**Data listing**.
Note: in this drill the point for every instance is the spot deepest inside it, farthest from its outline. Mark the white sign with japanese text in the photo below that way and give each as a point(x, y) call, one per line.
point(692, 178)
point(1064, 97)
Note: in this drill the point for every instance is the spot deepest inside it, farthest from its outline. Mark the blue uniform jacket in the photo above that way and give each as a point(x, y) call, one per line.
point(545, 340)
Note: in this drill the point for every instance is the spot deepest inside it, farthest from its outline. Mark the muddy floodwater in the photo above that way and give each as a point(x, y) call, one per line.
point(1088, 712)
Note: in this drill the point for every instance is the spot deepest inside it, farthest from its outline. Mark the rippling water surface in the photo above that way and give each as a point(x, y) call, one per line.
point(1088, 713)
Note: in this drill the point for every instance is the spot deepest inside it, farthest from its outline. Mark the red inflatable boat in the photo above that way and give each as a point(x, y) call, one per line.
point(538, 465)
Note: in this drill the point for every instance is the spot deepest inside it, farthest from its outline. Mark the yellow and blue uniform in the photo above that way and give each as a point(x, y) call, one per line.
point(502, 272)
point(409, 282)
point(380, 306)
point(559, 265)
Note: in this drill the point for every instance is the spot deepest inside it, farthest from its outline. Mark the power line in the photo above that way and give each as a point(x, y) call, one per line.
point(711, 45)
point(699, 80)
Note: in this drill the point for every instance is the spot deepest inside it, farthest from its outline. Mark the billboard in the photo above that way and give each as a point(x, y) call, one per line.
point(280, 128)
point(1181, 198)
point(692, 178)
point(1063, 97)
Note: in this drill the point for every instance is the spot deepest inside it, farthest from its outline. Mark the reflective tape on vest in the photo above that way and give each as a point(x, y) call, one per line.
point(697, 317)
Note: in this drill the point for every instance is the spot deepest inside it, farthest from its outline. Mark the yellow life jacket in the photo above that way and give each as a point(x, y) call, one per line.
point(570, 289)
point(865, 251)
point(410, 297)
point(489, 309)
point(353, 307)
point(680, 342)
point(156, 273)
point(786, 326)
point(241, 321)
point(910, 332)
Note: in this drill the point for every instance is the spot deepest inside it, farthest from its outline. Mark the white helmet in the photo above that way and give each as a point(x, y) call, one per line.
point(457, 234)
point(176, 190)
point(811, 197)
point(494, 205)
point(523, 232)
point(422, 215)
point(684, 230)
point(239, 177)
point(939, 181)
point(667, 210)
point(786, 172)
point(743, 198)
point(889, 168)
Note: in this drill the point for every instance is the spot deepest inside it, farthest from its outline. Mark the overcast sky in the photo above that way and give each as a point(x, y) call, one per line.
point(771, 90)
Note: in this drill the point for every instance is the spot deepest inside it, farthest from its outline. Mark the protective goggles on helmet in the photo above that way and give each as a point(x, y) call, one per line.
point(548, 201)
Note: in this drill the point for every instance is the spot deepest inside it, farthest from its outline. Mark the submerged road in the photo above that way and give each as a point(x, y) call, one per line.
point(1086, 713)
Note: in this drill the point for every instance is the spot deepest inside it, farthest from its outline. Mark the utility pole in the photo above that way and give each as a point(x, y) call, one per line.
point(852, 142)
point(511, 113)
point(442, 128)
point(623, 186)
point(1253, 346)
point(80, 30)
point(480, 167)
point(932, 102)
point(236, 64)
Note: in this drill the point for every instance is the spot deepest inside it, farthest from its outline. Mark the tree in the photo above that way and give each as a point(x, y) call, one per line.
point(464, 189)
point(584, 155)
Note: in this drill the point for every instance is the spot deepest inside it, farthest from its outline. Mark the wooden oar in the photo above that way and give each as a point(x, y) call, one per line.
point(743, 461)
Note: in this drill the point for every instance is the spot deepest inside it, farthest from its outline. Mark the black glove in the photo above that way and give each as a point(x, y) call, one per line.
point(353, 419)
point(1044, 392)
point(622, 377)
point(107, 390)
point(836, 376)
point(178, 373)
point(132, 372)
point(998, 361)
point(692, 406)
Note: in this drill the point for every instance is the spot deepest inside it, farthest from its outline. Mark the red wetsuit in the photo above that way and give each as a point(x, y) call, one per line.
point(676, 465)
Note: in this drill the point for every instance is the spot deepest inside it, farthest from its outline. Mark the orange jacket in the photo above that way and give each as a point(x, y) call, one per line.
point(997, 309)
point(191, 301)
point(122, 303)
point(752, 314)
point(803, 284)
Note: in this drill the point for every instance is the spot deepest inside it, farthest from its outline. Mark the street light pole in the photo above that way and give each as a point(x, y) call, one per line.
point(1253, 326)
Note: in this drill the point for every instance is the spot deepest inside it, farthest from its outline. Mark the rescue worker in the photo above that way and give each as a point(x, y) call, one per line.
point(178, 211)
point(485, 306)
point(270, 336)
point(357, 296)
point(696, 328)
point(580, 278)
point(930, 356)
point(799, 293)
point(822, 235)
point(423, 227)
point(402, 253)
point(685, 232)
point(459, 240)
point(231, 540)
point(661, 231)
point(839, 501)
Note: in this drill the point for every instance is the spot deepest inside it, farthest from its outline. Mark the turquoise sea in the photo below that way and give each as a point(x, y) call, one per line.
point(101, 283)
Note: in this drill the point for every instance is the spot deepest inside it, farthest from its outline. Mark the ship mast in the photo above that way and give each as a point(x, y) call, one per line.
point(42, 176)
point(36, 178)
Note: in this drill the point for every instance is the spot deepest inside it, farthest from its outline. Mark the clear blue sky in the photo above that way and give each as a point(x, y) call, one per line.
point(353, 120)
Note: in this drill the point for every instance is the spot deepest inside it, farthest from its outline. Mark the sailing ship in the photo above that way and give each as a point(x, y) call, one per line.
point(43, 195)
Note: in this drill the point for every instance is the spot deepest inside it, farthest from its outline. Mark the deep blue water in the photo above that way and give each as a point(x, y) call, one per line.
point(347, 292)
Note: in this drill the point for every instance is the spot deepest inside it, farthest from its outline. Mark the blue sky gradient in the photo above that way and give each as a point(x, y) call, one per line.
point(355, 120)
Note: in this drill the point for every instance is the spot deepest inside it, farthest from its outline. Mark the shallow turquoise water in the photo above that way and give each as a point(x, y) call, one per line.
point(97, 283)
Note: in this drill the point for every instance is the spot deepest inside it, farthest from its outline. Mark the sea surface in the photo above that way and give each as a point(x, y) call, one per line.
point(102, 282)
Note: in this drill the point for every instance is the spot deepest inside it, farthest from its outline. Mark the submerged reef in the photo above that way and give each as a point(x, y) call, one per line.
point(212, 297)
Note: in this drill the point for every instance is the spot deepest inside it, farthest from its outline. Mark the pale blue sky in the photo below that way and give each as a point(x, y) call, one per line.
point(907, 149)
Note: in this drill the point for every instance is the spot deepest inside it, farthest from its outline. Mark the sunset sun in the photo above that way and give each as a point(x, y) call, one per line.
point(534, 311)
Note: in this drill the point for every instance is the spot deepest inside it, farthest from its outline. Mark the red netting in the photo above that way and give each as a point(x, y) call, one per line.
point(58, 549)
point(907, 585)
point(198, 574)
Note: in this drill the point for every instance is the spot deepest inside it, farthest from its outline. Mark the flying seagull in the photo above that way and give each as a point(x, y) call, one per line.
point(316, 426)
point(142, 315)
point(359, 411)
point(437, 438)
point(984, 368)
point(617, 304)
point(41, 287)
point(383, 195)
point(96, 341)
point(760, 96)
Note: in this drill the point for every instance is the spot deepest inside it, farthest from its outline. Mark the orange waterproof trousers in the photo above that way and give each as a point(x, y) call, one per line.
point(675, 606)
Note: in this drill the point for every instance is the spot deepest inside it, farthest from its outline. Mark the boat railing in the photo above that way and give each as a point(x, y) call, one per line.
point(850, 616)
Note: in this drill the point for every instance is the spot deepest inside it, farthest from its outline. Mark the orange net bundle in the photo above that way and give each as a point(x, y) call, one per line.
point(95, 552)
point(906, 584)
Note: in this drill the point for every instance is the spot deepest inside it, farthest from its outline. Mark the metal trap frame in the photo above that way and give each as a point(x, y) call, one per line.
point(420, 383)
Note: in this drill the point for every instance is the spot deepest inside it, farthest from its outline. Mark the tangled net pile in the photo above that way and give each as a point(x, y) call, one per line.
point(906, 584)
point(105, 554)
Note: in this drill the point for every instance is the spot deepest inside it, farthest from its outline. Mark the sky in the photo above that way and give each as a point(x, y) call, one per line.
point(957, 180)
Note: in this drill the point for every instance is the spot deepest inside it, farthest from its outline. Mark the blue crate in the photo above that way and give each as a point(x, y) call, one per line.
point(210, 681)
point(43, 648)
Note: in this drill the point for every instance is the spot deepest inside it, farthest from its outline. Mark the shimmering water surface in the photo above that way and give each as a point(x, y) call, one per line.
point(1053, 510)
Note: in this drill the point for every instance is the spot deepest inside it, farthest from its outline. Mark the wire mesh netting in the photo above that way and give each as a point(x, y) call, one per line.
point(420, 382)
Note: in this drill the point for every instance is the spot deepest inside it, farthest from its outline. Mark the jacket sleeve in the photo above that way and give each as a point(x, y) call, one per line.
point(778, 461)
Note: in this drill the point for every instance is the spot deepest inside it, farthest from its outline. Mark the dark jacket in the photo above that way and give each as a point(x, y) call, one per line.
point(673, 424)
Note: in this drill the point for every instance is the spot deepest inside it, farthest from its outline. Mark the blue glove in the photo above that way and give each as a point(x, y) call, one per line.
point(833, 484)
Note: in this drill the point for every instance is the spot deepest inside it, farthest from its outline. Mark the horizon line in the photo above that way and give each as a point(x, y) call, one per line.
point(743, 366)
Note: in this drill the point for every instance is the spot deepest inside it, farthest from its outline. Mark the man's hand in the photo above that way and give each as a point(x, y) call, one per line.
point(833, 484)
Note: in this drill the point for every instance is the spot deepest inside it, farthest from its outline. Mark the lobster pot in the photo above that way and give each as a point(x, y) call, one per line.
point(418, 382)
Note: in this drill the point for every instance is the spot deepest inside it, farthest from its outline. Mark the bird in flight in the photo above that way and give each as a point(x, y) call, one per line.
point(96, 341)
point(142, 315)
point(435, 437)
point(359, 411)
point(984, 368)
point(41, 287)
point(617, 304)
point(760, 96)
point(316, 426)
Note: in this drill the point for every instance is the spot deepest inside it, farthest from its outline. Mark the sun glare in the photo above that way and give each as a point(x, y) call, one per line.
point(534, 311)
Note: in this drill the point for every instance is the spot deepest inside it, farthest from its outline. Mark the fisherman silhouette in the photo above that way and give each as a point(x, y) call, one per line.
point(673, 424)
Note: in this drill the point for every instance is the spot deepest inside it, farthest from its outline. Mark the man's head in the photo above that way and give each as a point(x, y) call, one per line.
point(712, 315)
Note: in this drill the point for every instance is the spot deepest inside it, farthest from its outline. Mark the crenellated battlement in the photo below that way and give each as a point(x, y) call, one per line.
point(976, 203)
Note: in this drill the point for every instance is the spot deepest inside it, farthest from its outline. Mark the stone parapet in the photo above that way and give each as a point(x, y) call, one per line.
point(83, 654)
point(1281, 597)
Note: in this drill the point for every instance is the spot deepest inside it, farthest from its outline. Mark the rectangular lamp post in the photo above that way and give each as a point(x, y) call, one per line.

**What this task involves**. Taking the line containing "Mark the stone" as the first, please return it and every line after it through the end of the entries, exactly and only those.

**Answer for this exercise**.
Note: in this drill the point for every instance is the spot deepest inside it, farthest from its outline. Mark the stone parapet in the photo above that way and give each as a point(x, y) call, one per line.
point(83, 654)
point(1281, 597)
Note: in this drill the point for every instance is the spot deepest inside it, farthest from its outline. Mark the rectangular lamp post in the photo above that way and give each as a point(x, y) call, one per line.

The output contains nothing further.